**Task details:**
Starting with the line that holds "Place a point on every instance of the wooden pallet", copy out each remaining line of the listing below, up to and including the last one, and include nothing else.

**Data in this exercise:**
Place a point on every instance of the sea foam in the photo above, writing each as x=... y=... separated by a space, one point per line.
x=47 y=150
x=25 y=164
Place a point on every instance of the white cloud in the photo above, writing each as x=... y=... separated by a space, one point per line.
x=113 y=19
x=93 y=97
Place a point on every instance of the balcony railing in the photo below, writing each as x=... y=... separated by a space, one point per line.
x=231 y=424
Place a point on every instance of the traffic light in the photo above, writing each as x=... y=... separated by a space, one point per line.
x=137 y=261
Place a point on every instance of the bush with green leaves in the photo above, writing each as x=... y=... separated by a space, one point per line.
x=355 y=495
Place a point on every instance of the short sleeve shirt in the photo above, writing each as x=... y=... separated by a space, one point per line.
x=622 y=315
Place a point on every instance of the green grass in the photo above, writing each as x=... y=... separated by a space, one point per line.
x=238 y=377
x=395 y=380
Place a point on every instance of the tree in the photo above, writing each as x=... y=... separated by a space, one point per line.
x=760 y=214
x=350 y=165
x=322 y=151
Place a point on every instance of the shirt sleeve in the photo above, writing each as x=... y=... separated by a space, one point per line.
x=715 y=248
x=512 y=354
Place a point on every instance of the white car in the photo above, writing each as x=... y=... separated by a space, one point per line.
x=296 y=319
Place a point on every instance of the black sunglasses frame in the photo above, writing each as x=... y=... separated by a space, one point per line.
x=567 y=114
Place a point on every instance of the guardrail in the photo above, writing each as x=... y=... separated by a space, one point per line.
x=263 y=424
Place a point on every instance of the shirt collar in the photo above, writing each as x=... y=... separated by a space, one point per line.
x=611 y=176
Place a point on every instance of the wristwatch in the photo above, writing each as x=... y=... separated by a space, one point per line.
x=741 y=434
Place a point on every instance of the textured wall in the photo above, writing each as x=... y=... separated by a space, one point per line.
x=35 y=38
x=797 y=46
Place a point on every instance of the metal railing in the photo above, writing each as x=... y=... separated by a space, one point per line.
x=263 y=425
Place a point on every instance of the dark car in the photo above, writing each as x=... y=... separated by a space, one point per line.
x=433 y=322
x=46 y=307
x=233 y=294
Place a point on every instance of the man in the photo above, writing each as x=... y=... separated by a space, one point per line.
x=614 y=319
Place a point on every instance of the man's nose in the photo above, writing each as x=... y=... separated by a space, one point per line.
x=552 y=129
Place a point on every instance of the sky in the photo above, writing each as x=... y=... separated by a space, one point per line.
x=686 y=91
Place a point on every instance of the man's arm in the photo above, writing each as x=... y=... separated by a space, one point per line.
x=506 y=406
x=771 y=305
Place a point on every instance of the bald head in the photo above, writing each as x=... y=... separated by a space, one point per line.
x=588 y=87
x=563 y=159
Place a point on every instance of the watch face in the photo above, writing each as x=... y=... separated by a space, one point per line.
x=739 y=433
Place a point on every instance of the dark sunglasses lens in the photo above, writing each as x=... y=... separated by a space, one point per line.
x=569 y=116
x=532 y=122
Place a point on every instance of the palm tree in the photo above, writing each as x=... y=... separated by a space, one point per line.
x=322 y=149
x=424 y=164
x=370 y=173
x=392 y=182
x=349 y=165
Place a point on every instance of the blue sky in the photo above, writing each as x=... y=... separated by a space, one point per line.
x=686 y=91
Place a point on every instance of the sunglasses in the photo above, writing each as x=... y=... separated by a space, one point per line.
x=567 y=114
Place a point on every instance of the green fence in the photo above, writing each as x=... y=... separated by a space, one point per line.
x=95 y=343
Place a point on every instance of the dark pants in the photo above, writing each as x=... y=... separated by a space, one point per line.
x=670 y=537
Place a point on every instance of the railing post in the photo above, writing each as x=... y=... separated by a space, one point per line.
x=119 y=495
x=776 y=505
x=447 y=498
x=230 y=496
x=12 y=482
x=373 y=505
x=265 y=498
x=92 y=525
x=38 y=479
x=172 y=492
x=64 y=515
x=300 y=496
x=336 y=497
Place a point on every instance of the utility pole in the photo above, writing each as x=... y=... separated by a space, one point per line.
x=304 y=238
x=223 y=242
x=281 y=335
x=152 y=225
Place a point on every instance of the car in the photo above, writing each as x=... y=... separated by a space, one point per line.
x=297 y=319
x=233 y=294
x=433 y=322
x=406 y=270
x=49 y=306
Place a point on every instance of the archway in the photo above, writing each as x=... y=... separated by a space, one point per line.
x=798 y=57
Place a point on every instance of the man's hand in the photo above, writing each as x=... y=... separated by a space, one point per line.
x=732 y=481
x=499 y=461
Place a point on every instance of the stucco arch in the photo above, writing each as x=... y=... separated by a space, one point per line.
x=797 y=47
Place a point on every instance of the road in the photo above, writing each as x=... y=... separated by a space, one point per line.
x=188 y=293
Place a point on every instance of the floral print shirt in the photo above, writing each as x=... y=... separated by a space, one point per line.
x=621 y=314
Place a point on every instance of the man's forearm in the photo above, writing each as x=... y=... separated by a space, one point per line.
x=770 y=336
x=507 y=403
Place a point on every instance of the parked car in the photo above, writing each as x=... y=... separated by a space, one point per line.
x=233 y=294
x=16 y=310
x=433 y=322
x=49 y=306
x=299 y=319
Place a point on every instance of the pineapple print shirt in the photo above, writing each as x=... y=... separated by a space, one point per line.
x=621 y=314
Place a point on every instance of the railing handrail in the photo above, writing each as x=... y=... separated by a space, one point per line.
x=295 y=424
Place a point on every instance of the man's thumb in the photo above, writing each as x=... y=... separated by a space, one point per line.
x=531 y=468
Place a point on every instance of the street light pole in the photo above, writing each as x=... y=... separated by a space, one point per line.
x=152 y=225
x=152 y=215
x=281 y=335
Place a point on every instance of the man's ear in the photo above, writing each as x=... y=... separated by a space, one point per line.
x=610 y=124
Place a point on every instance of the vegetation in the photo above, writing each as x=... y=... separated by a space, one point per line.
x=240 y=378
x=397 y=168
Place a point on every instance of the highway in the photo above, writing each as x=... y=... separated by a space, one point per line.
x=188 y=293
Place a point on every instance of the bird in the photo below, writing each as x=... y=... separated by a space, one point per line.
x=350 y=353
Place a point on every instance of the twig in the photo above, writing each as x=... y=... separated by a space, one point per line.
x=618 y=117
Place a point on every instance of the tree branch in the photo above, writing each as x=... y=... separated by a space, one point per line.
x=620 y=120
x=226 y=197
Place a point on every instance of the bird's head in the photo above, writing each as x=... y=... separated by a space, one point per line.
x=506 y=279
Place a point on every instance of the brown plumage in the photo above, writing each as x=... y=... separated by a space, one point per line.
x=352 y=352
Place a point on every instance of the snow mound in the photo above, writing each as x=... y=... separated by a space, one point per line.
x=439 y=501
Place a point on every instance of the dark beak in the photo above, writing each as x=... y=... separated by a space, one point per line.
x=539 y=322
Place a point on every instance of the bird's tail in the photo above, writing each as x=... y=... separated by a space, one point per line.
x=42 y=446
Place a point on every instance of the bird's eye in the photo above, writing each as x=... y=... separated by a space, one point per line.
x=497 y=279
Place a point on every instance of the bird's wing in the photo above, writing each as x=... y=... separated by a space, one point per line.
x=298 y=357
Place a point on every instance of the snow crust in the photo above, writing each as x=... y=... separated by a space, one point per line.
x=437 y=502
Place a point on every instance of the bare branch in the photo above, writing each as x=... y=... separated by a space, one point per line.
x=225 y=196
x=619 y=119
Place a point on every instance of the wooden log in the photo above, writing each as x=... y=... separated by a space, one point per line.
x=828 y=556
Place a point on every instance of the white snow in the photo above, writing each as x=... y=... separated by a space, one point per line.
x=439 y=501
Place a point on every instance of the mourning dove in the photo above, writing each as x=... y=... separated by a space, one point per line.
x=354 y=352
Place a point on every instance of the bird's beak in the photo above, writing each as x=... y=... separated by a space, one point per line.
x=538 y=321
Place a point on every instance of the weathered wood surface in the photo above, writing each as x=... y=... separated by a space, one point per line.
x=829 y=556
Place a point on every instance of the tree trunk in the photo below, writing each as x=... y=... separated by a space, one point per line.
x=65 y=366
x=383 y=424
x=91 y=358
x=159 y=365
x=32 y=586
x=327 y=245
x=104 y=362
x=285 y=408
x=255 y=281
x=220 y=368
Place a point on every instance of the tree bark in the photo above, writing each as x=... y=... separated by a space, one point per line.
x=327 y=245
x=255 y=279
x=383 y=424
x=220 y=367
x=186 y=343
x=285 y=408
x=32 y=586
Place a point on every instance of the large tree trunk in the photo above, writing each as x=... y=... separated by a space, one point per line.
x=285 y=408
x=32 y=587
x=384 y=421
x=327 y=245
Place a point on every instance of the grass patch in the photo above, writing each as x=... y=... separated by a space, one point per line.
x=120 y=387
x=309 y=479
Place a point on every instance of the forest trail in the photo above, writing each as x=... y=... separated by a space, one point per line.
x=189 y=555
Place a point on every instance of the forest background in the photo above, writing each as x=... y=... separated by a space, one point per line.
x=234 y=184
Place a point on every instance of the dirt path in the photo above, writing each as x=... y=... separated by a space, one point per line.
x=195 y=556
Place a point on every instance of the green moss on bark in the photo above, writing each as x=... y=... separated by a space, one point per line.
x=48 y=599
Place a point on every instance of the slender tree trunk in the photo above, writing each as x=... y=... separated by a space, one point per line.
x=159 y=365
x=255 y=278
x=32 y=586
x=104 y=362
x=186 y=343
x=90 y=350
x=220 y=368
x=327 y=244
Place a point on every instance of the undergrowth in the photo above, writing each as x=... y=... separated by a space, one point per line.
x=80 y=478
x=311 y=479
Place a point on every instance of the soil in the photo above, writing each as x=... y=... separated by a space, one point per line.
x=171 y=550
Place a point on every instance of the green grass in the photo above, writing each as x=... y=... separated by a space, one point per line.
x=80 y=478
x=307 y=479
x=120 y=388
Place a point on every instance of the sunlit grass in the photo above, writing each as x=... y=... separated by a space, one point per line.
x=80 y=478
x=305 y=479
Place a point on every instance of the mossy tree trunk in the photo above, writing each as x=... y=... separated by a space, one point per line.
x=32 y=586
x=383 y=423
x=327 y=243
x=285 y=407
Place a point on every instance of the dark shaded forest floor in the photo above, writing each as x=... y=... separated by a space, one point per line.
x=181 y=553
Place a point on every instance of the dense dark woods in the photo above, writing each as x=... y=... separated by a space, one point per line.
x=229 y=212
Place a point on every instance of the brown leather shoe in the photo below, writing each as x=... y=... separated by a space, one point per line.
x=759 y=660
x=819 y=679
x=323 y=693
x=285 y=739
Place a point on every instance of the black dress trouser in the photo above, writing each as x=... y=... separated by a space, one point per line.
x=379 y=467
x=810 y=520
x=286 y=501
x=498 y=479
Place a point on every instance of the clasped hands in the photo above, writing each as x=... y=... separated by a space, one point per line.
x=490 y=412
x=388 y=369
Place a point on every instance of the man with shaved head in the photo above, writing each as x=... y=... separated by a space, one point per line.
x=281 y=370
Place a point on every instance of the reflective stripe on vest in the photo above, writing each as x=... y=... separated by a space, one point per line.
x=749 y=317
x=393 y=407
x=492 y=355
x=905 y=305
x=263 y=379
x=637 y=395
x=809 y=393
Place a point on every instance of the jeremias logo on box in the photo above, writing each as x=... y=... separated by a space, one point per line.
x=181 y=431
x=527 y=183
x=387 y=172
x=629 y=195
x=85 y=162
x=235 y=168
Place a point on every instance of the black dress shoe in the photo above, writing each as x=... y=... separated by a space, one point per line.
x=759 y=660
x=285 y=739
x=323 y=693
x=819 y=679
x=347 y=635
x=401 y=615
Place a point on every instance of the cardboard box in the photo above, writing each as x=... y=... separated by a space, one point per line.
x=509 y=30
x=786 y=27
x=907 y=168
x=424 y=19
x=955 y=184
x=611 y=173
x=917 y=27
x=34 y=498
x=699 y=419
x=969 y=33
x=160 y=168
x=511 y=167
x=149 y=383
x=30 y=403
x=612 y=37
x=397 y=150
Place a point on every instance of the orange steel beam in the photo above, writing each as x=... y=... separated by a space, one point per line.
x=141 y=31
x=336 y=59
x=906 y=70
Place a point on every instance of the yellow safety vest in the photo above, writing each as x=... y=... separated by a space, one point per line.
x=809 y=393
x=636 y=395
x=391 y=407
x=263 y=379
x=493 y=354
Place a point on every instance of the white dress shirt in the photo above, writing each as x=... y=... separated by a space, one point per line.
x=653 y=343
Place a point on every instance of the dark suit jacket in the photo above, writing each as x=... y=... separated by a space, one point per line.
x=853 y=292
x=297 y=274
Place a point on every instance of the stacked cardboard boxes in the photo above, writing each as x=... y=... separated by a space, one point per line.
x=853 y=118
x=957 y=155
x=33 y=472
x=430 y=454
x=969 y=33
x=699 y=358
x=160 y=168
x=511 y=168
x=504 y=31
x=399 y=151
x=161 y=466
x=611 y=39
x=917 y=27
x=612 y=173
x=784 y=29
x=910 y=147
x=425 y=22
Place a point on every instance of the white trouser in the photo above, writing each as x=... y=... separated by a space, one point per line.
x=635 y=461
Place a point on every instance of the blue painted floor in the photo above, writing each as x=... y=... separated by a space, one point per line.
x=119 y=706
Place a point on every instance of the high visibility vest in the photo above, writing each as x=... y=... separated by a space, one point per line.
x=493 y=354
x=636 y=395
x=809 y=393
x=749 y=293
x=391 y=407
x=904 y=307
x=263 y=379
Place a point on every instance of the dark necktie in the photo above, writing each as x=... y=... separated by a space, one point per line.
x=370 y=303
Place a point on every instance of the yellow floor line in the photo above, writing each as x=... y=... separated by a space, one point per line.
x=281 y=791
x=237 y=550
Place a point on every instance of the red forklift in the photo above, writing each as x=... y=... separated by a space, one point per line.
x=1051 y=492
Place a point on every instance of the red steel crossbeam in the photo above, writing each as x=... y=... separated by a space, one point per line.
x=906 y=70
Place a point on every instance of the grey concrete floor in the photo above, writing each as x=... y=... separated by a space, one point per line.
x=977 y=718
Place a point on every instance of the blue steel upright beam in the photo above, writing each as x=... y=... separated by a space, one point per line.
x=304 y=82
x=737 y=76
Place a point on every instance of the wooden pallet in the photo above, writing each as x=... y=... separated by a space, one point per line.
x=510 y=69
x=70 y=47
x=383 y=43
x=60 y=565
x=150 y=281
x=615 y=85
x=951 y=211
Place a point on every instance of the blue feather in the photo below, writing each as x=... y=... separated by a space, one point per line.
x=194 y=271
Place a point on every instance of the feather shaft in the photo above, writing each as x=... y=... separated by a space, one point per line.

**Written answer:**
Place a point on every instance of the wooden pallet in the photo above, writing each as x=... y=... separated by a space, one point per line.
x=510 y=69
x=70 y=47
x=383 y=43
x=60 y=565
x=150 y=281
x=615 y=85
x=951 y=211
Place a point on every instance of the blue feather in the photo below, writing each as x=... y=... separated by a space, one point per line.
x=194 y=271
Place a point on every instance of the feather shaft in the photo above, writing each as x=... y=... separated by a space, one point per line.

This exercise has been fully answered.